Set problem 1:
According to the transcript, the Baltimore area lies on the lands of which peoples?
Set problem 2:
For each statement, answer yes or no on whether it agrees with the transcript, and quote the words that decide it.
(a) The speaker's group got Indigenous People's Day passed for Baltimore city.
(b) The speaker's mother is from New Mexico.
(c) The speaker has returned to New Mexico recently.

Text shown:
00:00 Introduction and Heritage

00:22 Baltimore's Indigenous People's Day

00:46 Importance of Recognizing Land

01:29 Erasure and Invisibility of Native Peoples

02:48 Personal Connections to Heritage

04:38 Synchronicities and Keynote Invitation

05:08 Spread Your Wings Program

07:34 Journey of Fundraising

08:55 Aligning Emotions and Actions

10:58 Turtle Island and Creation Stories

12:34 Balancing Trauma and Joy

13:24 Personal Journey and Foster Care

15:23 Ribbon Skirt Workshop

16:15 Survivors and Storytelling

17:17 Overcoming Personal Trauma

19:49 Tools for Coping and Healing

20:09 Perfectly Imperfect

20:53 Connecting with Nature

21:45 Jewish Traditions and Trees

22:53 Staying Connected

 

TRANSCRIPT

 

[00:00:00] 

I'm Cherokee, Pueblo, and Aztec. So happy Native American Heritage Month. I serve on the board of directors out of the Baltimore American Indian Center.

I live in the Baltimore area, which is the lands of the Piscataway and Susquehanna, and my group Indigenous Strong got Indigenous People's Day passed for Baltimore city last year. So this year was our first official celebration. Wait, let's not pass over that. This year was the first official celebration of Indigenous People's Day.

I know Philly also celebrated their first day, so if you're in the Philly area, yay Philly! So it's been a long road, but I'm feeling happy today. Jennifer thank you for identifying the land that you're on. 

And let me ask you this how important is it to you to know and to say out loud whose land you're on?

It's [00:01:00] important. Not just for me, but also when we come into other spaces and our allies also recognize the land we're on. I think many of my peoples and my peoples are from where Pat is right now in New Mexico. That's where the Pueblo side is from my dad's family's from New Mexico, and my mom is from California, but I think it goes to help prepare the.

Long erasure of Native American people and that invisibility even here in Baltimore City, when we were advocating for Indigenous Peoples Day, people were shocked what? There's Indians in Baltimore? Yeah, we're still here. We didn't go away. But oftentimes Indians or Native peoples or First Nation peoples are, it's like a historical context, like that was in history way long ago.

And People don't realize that there is a big still indigenous [00:02:00] populations across the Americas. Yeah. And I just want to notice that when you talk about the erasure that I just want to say out loud that I did feel sadness. And I noticed the sadness in your voice. So I just want to like get space for that.

Yeah. The heart is big enough to hold sadness, And Jennifer, when you say the names of those people, the Piscataway, the Susquehanna, for you do you notice or you talk about Pueblo. I just wondered, do you notice anything in your body, like does anything happen for you when you say those words or say your heritage, out loud. I felt connected because I personally know people.

So when I say Piscataway I think of The people that actually know like Gabby and [00:03:00] Peter right now the Piscataway with Biden just signing the new national. Recognition of Native American Heritage Month. The Piscataway we're posting some different things on Facebook. So they live in Southern Mal Maryland and DC.

So it just brings to mind friends that I know when I say Pueblo, it reminds me of New Mexico. And although I haven't been back to New Mexico in many years I just think of the people that I've met along my journey. And so it makes me feel proud. Yeah. Makes you feel proud. I just feel like there's something for us.

For those of us who don't have Indigenous heritage just something for us there about knowing names of who the land belonged to but also connecting it to people. And so thank you for just for that little gentle modeling you just did for [00:04:00] us.

Provided data:
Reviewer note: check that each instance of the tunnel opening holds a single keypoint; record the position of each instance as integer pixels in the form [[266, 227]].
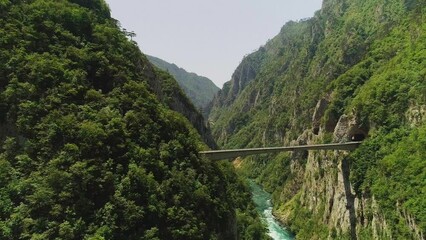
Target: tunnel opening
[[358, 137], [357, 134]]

Written reply 1:
The Piscataway and Susquehanna.

Written reply 2:
(a) Yes: "my group Indigenous Strong got Indigenous People's Day passed for Baltimore city last year"
(b) No: "my mom is from California"
(c) No: "I haven't been back to New Mexico in many years"